##### Records for this task #####

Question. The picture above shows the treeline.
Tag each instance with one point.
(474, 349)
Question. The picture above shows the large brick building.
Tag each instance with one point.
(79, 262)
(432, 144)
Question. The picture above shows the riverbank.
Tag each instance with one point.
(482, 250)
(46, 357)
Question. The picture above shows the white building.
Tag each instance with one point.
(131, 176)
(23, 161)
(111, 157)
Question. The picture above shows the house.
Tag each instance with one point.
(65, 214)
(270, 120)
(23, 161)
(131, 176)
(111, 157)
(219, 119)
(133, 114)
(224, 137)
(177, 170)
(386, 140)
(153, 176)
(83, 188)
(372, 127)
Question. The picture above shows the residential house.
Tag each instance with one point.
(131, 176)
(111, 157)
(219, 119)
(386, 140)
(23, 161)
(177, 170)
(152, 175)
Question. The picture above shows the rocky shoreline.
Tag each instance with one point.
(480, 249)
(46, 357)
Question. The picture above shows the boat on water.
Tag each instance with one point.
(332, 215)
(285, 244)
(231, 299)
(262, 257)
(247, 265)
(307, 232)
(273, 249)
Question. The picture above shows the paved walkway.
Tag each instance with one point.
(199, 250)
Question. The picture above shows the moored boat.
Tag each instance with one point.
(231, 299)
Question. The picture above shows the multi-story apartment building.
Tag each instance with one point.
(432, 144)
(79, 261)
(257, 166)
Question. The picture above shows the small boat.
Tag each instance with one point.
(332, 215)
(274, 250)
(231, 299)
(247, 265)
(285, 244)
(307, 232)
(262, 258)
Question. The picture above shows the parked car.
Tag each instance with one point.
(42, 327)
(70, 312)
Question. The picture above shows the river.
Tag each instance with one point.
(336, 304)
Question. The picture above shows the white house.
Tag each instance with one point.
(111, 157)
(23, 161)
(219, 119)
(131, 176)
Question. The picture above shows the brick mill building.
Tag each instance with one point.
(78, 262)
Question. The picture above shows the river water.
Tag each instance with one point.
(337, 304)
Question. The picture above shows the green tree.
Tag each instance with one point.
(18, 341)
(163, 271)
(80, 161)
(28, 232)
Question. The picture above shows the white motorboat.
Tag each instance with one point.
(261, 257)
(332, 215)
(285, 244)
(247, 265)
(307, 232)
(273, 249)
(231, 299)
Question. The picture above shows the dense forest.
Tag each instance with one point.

#####

Extract every entry above as it appears.

Question. The picture above shows the treeline.
Tag each instance with one point.
(474, 349)
Question. The picture above shows the large brick building.
Tag each instance with one point.
(79, 262)
(432, 144)
Question. The picture above shows the riverbank.
Tag each instance with one point.
(482, 250)
(46, 357)
Question. The picture above shows the white building.
Tag each instance with one point.
(131, 176)
(23, 161)
(111, 157)
Question. The picture above shows the house.
Tag each instance with one point.
(65, 214)
(270, 120)
(23, 161)
(131, 176)
(111, 157)
(219, 119)
(133, 114)
(224, 137)
(177, 170)
(386, 140)
(153, 176)
(83, 188)
(372, 127)
Question. The picture above shows the residential house.
Tag each instance with one point.
(131, 176)
(111, 157)
(219, 119)
(386, 140)
(23, 161)
(177, 170)
(152, 175)
Question. The picture above shows the rocky shoreline.
Tag each instance with one point.
(480, 249)
(46, 357)
Question. The picture above shows the boat on water.
Tag each instance with one point.
(332, 215)
(285, 244)
(231, 299)
(262, 257)
(247, 265)
(307, 232)
(273, 249)
Question. The picture above shows the paved walkway.
Tag each instance with one point.
(199, 250)
Question. The picture above shows the moored boat.
Tag each instance with one point.
(231, 299)
Question. The picture above shows the multi-story apartment building.
Tag each instance with one point.
(432, 144)
(79, 261)
(257, 166)
Question. The picture above shows the small boat.
Tag each instance with one point.
(332, 215)
(274, 250)
(231, 299)
(247, 265)
(285, 244)
(307, 232)
(262, 258)
Question. The picture above shows the parked car.
Tag each instance with one point.
(42, 327)
(70, 312)
Question. The picture above shows the river.
Tag each instance with one point.
(336, 304)
Question. The picture above shows the white house.
Tag each instance with one point.
(111, 157)
(23, 161)
(219, 119)
(131, 176)
Question. The picture above shows the brick mill building.
Tag each instance with one point.
(78, 262)
Question. The picture above shows the river water.
Tag each instance with one point.
(337, 304)
Question. The picture above shows the green tree.
Tag each instance with one point.
(18, 341)
(163, 271)
(80, 161)
(28, 232)
Question. The picture above shows the white motorboat.
Tag each instance with one point.
(261, 257)
(332, 215)
(285, 244)
(247, 265)
(307, 232)
(273, 249)
(231, 299)
Question. The picture above shows the dense forest.
Tag each instance with one point.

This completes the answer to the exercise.